■ **WORK TASK**
Search the material for the word "window" and copy every line in which it occurs.

------ GIVEN DATA

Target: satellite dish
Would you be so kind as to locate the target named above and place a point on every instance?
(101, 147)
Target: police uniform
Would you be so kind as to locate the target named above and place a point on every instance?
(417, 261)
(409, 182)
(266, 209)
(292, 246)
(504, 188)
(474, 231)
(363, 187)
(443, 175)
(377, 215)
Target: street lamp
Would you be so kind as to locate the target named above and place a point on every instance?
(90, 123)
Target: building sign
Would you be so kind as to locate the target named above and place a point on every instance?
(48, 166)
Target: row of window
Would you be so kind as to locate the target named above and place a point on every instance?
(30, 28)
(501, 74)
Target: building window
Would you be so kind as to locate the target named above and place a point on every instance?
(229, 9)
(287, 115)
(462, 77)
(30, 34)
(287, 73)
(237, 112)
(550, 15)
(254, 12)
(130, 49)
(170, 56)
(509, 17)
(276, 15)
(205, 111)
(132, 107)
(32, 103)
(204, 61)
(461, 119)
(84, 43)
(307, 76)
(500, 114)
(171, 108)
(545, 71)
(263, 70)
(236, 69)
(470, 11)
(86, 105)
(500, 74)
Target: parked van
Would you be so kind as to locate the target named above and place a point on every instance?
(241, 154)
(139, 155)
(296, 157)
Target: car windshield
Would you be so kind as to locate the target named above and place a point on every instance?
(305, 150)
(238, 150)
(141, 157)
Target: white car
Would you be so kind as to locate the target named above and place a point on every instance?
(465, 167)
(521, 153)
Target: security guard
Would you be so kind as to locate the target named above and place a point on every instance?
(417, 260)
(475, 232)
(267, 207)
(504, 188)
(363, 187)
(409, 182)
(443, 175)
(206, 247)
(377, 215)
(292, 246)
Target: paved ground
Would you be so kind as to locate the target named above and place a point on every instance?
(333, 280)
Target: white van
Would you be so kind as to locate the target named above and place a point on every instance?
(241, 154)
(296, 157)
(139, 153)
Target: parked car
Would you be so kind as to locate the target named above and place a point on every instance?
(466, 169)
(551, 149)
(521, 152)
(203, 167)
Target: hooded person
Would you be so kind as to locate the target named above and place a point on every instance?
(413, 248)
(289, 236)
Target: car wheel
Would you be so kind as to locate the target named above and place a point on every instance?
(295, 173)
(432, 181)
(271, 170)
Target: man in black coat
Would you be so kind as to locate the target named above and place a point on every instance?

------------

■ **RESULT FOR THIS TASK**
Target: row of window
Target: building window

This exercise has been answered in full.